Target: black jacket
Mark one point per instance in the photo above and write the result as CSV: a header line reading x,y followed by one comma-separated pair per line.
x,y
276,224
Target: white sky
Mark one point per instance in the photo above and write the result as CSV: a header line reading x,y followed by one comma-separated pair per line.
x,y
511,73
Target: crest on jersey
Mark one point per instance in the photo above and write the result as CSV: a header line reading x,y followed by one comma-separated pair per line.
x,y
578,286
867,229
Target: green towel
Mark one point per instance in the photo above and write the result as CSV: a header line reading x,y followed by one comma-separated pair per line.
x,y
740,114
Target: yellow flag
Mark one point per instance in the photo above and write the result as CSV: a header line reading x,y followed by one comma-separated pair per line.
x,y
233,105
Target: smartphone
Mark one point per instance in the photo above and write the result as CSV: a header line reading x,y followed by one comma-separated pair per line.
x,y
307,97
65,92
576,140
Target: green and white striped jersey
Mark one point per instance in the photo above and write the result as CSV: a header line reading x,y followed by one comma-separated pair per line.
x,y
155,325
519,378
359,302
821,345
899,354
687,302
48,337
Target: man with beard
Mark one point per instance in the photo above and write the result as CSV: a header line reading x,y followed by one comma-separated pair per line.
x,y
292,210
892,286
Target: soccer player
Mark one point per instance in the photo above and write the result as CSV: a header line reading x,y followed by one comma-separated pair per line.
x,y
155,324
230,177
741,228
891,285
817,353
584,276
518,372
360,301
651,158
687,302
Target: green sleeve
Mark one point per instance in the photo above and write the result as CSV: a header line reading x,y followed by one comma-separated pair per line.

◆ ◆ ◆ ◆

▶ **THE EXERCISE**
Reproduce all the entries above, swapping every occurrence of "jersey" for "shirt" and leaving everything else untouched.

▶ **ANSWER FOR THIS EXERCISE**
Target: black jacket
Mark one point per instance in the photo above and write the result as CSV: a header line reading x,y followed by one comma-separated pair per line.
x,y
276,224
Target: white sky
Mark one point per instance in the photo above and write the result as CSV: a header line reading x,y followed by one comma-separated pair per line.
x,y
511,73
Target: crest on shirt
Mark one point per instance in the photo above and write the result as CSV: a header line reading x,y followed by one comma-separated pair per line.
x,y
578,286
867,229
Target: green towel
Mark one point per instance in the photo above and write the result as CSV: a header line reading x,y followed by one comma-separated pair per line.
x,y
740,114
Target: yellow flag
Mark one point per instance in the photo above and write the result as CSV: a header line reading x,y followed by one comma-separated pair per line.
x,y
233,105
Target: smartphone
Mark one point per instance in the photo above and write the result as CSV: a header line reading x,y followed by one comma-separated pair per line.
x,y
307,97
65,92
576,140
Target: green and white striped shirt
Mark one point per instance in the photo above and write the result as CSV: a header line reading x,y followed by one comma-separated pair per line.
x,y
155,325
519,378
359,302
821,345
899,354
687,302
48,337
Target: man with beard
Mark one point per instance in the photo above and write the result as CSV: a header line reading x,y followed by one comma-separated pair per line.
x,y
292,210
892,286
Target: soccer player
Mark one point per instance in the photo above and write the result as CSV: a header line reading x,y followed by one comma-separated pair per line.
x,y
155,324
230,177
741,228
891,285
817,353
584,276
518,372
360,301
651,158
687,302
Target: green sleeve
Mark one point per instance in the photo above and write the result as CSV: a header line reading x,y followed by one comma-separated pair per line.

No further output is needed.